> REQUIREMENTS:
Count the lines of the data below that contain the string "river", where case counts. Reply with the number alone.

-- START OF ITEMS --

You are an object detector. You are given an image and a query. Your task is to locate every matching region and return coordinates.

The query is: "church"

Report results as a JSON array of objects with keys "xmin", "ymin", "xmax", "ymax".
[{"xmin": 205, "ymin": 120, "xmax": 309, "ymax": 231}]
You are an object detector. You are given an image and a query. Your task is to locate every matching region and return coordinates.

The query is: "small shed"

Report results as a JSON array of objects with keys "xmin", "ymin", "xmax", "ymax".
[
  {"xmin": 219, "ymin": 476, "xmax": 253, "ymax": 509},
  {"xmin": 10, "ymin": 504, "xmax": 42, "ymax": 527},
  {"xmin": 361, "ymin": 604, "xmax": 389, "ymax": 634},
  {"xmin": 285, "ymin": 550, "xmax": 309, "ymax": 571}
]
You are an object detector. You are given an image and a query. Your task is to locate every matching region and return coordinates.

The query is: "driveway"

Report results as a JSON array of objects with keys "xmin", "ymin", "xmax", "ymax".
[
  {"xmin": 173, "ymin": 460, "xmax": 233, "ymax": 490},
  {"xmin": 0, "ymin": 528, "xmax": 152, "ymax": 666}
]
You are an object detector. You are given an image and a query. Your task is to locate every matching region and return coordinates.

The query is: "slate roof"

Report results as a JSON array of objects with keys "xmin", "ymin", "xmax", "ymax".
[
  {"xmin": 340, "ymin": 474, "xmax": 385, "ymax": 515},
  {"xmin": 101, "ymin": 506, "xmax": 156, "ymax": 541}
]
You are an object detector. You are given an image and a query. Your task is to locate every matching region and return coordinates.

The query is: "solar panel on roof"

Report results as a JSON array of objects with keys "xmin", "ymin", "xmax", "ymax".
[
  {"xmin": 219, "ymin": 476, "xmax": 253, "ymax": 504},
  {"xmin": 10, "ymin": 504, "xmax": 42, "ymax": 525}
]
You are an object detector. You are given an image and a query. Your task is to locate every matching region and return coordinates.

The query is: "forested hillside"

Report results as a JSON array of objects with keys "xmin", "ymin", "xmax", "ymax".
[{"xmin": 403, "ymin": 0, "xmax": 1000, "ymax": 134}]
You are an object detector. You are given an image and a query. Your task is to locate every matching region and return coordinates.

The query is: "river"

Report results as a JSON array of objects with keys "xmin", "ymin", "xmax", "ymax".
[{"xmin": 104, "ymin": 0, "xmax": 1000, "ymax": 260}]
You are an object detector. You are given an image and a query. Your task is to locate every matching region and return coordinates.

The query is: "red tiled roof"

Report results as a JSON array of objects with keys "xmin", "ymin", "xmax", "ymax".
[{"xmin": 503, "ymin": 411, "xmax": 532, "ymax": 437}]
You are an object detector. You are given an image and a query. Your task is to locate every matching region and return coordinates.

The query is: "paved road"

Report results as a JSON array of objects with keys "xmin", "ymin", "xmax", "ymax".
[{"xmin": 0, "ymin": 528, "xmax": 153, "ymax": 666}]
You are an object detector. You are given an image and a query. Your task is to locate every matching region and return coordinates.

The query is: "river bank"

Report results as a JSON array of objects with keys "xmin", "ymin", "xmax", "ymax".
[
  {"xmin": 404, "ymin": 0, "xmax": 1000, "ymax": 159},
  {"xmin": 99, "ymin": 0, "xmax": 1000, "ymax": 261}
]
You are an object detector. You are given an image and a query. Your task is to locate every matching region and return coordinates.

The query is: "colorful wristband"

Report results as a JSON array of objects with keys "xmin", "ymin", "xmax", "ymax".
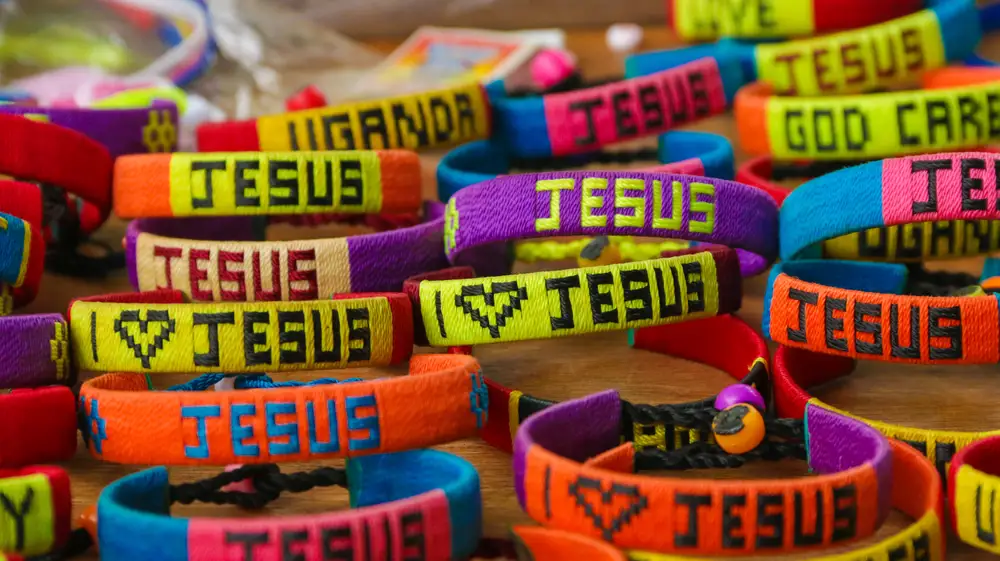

-- END OF ITEMS --

> REPLY TO THE TASK:
2